● Stated task:
Return, in full, each line of the records below that contains the word "utility". Case counts.

● Records provided:
*-*-*

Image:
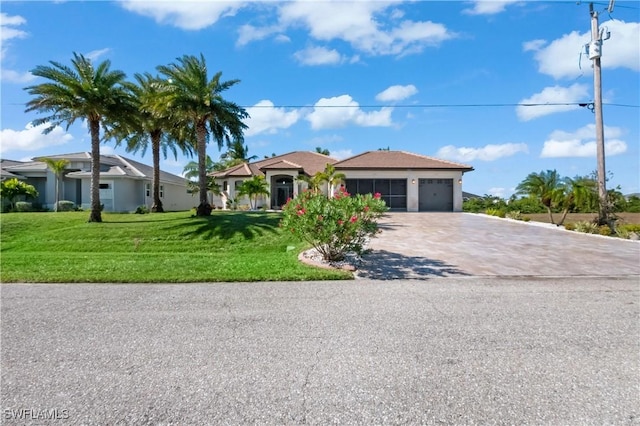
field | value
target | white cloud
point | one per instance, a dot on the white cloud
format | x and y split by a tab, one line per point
341	154
552	95
16	77
396	93
341	111
32	138
7	24
486	153
316	55
95	54
191	15
497	192
266	118
488	7
559	58
248	33
359	24
581	143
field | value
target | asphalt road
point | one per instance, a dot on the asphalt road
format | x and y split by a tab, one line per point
557	351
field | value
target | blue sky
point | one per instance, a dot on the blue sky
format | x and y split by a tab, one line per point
442	79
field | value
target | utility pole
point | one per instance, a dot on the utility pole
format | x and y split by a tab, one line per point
595	52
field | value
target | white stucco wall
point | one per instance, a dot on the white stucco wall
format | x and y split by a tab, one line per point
412	188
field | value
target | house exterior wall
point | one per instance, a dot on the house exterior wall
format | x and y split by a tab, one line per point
174	197
413	176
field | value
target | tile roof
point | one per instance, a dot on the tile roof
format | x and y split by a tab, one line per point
397	160
307	161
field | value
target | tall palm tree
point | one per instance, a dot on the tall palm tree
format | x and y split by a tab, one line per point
544	186
150	127
190	172
194	99
86	92
57	167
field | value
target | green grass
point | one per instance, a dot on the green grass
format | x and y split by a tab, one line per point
167	247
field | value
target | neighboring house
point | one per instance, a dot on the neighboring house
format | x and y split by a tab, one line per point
125	184
406	181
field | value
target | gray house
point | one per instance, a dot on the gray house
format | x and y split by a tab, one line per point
125	184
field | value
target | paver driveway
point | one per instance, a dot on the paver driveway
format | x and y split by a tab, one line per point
423	245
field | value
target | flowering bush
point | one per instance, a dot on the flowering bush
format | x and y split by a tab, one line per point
334	226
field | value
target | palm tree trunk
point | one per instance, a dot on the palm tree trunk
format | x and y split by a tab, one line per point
94	129
550	215
155	150
204	209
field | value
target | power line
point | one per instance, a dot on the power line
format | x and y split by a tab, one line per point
476	105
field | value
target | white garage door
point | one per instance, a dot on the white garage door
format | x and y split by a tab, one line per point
435	195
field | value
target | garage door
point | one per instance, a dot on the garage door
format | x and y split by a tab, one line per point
435	195
392	191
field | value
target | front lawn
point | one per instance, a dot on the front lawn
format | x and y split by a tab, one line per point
166	247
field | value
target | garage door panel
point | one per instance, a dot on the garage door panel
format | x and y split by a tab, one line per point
435	195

*-*-*

● Exercise result:
target | utility pole
point | one per instance, a dot on the utility pole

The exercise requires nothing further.